YOUR OBJECTIVE
Report the lines of the data below that contain the string "white".

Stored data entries
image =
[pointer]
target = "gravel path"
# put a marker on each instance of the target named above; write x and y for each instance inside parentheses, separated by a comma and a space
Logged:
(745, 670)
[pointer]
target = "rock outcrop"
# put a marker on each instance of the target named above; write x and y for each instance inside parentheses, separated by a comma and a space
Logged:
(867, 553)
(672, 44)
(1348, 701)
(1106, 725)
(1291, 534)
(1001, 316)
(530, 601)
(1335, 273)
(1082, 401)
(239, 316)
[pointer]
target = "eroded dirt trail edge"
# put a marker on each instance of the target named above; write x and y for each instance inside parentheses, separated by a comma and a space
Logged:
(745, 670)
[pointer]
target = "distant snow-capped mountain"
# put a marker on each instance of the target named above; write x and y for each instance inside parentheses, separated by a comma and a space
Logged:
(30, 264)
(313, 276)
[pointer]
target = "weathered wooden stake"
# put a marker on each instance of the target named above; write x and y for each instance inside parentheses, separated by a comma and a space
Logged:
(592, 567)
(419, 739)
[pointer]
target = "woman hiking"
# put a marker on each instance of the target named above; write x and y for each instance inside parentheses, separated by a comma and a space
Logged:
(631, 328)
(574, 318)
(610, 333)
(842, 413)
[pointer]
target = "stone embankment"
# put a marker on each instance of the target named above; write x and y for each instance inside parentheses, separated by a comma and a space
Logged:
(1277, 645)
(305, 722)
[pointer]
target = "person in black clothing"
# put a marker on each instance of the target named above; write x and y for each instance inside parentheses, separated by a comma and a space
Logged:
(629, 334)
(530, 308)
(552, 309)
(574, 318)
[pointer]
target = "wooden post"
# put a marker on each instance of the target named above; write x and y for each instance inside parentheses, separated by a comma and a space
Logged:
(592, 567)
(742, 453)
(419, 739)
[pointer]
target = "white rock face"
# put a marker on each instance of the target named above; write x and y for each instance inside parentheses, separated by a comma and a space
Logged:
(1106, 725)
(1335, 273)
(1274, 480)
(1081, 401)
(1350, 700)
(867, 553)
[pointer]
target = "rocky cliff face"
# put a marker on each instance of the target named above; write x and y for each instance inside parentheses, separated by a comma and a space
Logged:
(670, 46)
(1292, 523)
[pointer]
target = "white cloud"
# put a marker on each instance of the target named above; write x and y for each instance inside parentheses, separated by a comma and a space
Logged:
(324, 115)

ANSWER FOR THIS EXERCISE
target = "white rock face"
target = "white cloud"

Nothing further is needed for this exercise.